> Your objective: Pull out every line in the rows below that contains the string "leafy". Case counts, so copy only lines where it matches letter for letter.

> Given entries:
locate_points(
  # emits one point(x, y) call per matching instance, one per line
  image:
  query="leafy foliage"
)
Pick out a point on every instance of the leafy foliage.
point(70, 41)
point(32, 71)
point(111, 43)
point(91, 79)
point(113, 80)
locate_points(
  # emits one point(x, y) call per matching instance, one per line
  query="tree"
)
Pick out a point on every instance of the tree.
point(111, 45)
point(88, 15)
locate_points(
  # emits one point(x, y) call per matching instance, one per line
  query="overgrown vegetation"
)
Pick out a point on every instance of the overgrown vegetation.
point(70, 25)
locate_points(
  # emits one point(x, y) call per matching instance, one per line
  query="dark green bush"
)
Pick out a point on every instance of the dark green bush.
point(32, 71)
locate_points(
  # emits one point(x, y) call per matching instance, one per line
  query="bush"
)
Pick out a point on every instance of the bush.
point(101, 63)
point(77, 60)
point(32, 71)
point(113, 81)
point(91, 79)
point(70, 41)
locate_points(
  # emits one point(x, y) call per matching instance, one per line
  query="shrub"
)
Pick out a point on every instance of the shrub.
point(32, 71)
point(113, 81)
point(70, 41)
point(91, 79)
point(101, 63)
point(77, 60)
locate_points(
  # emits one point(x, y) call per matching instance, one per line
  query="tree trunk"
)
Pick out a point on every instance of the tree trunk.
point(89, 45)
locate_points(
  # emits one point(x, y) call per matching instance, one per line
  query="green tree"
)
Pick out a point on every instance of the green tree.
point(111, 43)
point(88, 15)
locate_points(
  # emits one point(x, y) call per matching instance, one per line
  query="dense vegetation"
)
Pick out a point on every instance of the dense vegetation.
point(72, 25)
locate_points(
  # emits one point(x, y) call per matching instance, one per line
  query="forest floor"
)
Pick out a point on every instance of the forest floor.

> Solution to this task:
  query="leafy foliage"
Pick out a point on every instance of the leafy foliage.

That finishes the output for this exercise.